▶ **PROBLEM TO SOLVE**:
Please copy the listing below word for word, keeping every line in the same order.
Start of EXTRACTED INFORMATION
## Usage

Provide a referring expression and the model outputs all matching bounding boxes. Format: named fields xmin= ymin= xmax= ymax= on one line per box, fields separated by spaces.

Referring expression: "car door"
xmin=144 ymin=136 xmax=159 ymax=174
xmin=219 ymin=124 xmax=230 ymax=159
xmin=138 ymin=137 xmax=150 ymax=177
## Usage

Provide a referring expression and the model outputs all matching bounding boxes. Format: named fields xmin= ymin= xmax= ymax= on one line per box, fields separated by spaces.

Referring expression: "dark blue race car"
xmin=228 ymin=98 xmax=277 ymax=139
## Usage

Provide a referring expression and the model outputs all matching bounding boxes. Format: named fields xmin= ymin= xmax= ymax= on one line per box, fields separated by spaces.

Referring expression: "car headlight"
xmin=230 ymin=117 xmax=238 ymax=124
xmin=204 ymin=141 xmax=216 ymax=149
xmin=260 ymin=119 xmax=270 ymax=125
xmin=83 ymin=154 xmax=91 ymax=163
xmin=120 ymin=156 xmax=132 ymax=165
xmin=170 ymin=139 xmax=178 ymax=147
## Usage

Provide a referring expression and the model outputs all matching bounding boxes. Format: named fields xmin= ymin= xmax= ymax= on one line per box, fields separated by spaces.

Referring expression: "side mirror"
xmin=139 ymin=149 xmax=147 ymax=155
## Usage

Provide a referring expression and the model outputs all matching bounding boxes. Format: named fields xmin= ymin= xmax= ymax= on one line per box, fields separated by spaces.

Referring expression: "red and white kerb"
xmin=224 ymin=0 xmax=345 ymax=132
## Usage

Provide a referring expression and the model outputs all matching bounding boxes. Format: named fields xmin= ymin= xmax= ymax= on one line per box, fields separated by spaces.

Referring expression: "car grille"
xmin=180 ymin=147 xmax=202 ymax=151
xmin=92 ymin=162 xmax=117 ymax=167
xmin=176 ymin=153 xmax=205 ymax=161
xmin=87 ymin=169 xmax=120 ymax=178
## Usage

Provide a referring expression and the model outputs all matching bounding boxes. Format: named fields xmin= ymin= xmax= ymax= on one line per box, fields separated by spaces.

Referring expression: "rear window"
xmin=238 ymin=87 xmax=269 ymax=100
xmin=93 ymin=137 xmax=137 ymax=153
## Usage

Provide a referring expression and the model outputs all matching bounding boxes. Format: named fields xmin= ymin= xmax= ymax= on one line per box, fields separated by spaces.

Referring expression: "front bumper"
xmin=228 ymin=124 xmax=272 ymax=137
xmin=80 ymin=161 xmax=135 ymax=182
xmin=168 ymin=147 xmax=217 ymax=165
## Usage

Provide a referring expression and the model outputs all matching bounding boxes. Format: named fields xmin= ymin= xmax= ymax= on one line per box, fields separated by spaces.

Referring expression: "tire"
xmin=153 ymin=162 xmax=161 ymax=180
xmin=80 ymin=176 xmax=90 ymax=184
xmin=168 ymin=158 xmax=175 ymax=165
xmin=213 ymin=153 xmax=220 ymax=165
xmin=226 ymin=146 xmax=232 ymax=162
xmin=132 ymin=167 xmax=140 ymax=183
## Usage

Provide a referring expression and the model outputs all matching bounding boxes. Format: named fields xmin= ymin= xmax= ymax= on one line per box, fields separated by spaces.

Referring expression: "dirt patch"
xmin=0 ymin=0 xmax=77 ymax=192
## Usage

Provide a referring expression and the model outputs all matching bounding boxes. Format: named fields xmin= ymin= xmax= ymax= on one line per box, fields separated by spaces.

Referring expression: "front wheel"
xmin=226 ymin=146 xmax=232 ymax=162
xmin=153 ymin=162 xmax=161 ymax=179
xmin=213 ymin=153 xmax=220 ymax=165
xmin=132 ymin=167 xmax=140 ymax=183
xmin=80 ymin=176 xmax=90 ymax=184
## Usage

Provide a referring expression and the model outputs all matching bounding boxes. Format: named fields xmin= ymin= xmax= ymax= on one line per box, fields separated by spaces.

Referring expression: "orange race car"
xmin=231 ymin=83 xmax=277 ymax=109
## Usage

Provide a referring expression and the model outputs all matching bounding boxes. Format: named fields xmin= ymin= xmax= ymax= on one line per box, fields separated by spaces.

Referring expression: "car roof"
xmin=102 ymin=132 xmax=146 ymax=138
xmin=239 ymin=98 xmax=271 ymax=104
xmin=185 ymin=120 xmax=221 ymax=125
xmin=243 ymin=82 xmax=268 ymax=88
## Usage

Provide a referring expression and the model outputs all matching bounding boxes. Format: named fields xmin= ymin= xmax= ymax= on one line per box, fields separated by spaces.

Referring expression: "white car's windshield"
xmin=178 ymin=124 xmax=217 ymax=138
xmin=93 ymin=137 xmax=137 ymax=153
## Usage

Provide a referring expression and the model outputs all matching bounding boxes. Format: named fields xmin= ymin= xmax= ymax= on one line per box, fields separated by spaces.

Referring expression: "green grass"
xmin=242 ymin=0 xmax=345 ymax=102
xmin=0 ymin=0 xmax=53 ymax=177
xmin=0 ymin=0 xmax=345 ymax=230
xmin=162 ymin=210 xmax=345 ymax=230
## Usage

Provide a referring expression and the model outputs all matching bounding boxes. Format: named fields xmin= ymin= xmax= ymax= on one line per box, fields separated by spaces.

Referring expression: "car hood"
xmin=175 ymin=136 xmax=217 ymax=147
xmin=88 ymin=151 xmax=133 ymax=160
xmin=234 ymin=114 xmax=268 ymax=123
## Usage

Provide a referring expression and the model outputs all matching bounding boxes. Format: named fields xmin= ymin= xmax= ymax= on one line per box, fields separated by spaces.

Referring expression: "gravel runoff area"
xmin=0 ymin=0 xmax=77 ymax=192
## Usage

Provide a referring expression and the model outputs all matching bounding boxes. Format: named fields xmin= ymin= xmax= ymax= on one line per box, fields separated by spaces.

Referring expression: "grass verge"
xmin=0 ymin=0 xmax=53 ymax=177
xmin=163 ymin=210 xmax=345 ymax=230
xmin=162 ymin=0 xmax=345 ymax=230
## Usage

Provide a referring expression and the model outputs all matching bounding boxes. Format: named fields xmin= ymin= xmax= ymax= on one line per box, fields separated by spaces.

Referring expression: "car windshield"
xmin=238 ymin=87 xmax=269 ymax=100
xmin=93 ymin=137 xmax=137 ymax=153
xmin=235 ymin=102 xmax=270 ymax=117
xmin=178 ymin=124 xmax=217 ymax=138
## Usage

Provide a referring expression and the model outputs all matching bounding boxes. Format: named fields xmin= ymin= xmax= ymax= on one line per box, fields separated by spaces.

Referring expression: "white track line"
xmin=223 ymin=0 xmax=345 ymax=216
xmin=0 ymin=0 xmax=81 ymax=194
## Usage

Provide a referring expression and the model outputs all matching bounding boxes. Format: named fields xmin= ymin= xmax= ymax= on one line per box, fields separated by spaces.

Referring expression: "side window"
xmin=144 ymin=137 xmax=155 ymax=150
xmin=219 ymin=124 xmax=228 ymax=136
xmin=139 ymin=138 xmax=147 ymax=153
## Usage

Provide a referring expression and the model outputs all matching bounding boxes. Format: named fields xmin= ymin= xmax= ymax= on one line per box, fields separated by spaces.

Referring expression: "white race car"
End of EXTRACTED INFORMATION
▶ **SOLUTION**:
## Usage

Provide a referring expression and the model outputs all matching bounding boxes. Format: named fields xmin= ymin= xmax= ymax= on one line per box, fields separated by spaces.

Referring expression: "car door"
xmin=144 ymin=136 xmax=159 ymax=174
xmin=219 ymin=124 xmax=230 ymax=159
xmin=138 ymin=137 xmax=150 ymax=177
## Usage

Provide a referring expression and the model outputs all matching bounding boxes. Format: named fields xmin= ymin= xmax= ymax= on one line per box, fields separated by spaces.

Referring expression: "dark blue race car"
xmin=228 ymin=98 xmax=277 ymax=139
## Usage

Provide a referring expression and the model outputs all matching bounding boxes. Format: named fields xmin= ymin= xmax= ymax= on one line per box, fields separated by spaces.

Referring expression: "car headlight"
xmin=230 ymin=117 xmax=238 ymax=124
xmin=204 ymin=141 xmax=216 ymax=149
xmin=260 ymin=119 xmax=270 ymax=125
xmin=83 ymin=154 xmax=91 ymax=163
xmin=120 ymin=156 xmax=132 ymax=165
xmin=170 ymin=139 xmax=178 ymax=147
## Usage

Provide a referring expression and the model outputs all matching bounding boxes. Format: named fields xmin= ymin= xmax= ymax= on one line per box, fields separated by spaces.

Referring expression: "side mirror"
xmin=139 ymin=149 xmax=147 ymax=155
## Usage

Provide a referring expression and the model outputs all matching bounding boxes. Format: named fields xmin= ymin= xmax= ymax= on one line per box, fields separated by spaces.

Referring expression: "red and white kerb"
xmin=224 ymin=0 xmax=345 ymax=132
## Usage

Provide a referring expression and the model outputs all matching bounding boxes. Format: named fields xmin= ymin= xmax= ymax= on one line per box, fields separated by spaces.

Referring expression: "car grille"
xmin=180 ymin=147 xmax=202 ymax=151
xmin=92 ymin=162 xmax=117 ymax=167
xmin=176 ymin=153 xmax=205 ymax=161
xmin=87 ymin=169 xmax=120 ymax=178
## Usage

Provide a referring expression and the model outputs all matching bounding boxes. Format: named fields xmin= ymin= xmax= ymax= on one line per box, fields separated by spaces.

Referring expression: "rear window"
xmin=238 ymin=87 xmax=269 ymax=100
xmin=93 ymin=137 xmax=137 ymax=153
## Usage

Provide a referring expression and the model outputs all matching bounding boxes. Format: named fields xmin= ymin= xmax= ymax= on one line per box, fields separated by spaces.

Referring expression: "front bumper"
xmin=228 ymin=124 xmax=272 ymax=137
xmin=80 ymin=161 xmax=135 ymax=182
xmin=168 ymin=147 xmax=217 ymax=165
## Usage

Provide a referring expression and the model outputs all matching bounding boxes. Format: named fields xmin= ymin= xmax= ymax= on one line per box, fields separated by spaces.

Referring expression: "tire"
xmin=153 ymin=162 xmax=161 ymax=180
xmin=80 ymin=176 xmax=90 ymax=184
xmin=168 ymin=158 xmax=175 ymax=165
xmin=213 ymin=153 xmax=220 ymax=165
xmin=226 ymin=146 xmax=232 ymax=162
xmin=132 ymin=167 xmax=140 ymax=183
## Usage

Provide a referring expression and the model outputs all matching bounding boxes. Format: named fields xmin= ymin= xmax= ymax= on one line per box, fields separated by spaces.

Referring expression: "dirt patch"
xmin=0 ymin=0 xmax=77 ymax=192
## Usage

Provide a referring expression and the model outputs all matching bounding boxes. Format: named fields xmin= ymin= xmax= ymax= on one line per box, fields separated by spaces.

Referring expression: "front wheel"
xmin=226 ymin=146 xmax=232 ymax=162
xmin=153 ymin=162 xmax=161 ymax=179
xmin=213 ymin=153 xmax=220 ymax=165
xmin=132 ymin=167 xmax=140 ymax=183
xmin=80 ymin=176 xmax=90 ymax=184
## Usage

Provide a referring expression and the model outputs all matching bounding boxes. Format: named fields xmin= ymin= xmax= ymax= on one line per box, fields separated by spaces.

Referring expression: "orange race car"
xmin=231 ymin=83 xmax=277 ymax=109
## Usage

Provide a referring expression and the model outputs all matching bounding boxes. Format: named fields xmin= ymin= xmax= ymax= on one line per box, fields separated by spaces.

Referring expression: "car roof"
xmin=102 ymin=132 xmax=146 ymax=138
xmin=239 ymin=98 xmax=271 ymax=104
xmin=185 ymin=120 xmax=221 ymax=125
xmin=243 ymin=82 xmax=268 ymax=88
## Usage

Provide a referring expression and the model outputs all matching bounding boxes. Format: named fields xmin= ymin= xmax= ymax= on one line per box, fields separated by spaces.

Referring expression: "white car's windshield"
xmin=178 ymin=124 xmax=217 ymax=138
xmin=93 ymin=137 xmax=137 ymax=153
## Usage

Provide a referring expression and the model outputs all matching bounding boxes. Format: named fields xmin= ymin= xmax= ymax= on one line per box, fields separated by spaces.

Referring expression: "green grass"
xmin=242 ymin=0 xmax=345 ymax=102
xmin=0 ymin=0 xmax=53 ymax=177
xmin=0 ymin=0 xmax=345 ymax=230
xmin=162 ymin=210 xmax=345 ymax=230
## Usage

Provide a referring expression and the model outputs all matching bounding boxes. Format: named fields xmin= ymin= xmax= ymax= on one line per box, fields separated by spaces.

Referring expression: "car hood"
xmin=175 ymin=136 xmax=217 ymax=147
xmin=88 ymin=151 xmax=133 ymax=160
xmin=234 ymin=114 xmax=268 ymax=123
## Usage

Provide a referring expression and the model outputs all matching bounding boxes. Format: named fields xmin= ymin= xmax= ymax= on one line per box, fields separated by spaces.

Referring expression: "gravel runoff area"
xmin=0 ymin=0 xmax=77 ymax=192
## Usage

Provide a referring expression and the model outputs all matching bounding boxes. Format: named fields xmin= ymin= xmax= ymax= on one line per box, fields separated by spaces.

Referring expression: "grass verge"
xmin=0 ymin=0 xmax=53 ymax=177
xmin=163 ymin=210 xmax=345 ymax=230
xmin=162 ymin=0 xmax=345 ymax=230
## Usage

Provide a referring expression and the model outputs all matching bounding boxes. Format: named fields xmin= ymin= xmax= ymax= on one line per box, fields separated by spaces.

Referring expression: "car windshield"
xmin=238 ymin=87 xmax=269 ymax=100
xmin=93 ymin=137 xmax=137 ymax=153
xmin=235 ymin=102 xmax=270 ymax=117
xmin=178 ymin=124 xmax=217 ymax=138
## Usage

Provide a referring expression and the model outputs all matching bounding boxes. Format: named fields xmin= ymin= xmax= ymax= on one line per box, fields separated by spaces.

Referring expression: "white track line"
xmin=223 ymin=0 xmax=345 ymax=216
xmin=0 ymin=0 xmax=81 ymax=194
## Usage

Provide a referring expression and the model outputs all matching bounding boxes. Format: named fields xmin= ymin= xmax= ymax= on one line per box, fields separated by spaces.

Referring expression: "side window"
xmin=144 ymin=137 xmax=155 ymax=150
xmin=219 ymin=124 xmax=228 ymax=136
xmin=139 ymin=138 xmax=147 ymax=153
## Usage

Provide a referring expression and the model outputs all matching bounding boxes. Format: named fields xmin= ymin= xmax= ymax= on one line per box, fields separated by spaces.

Referring expression: "white race car"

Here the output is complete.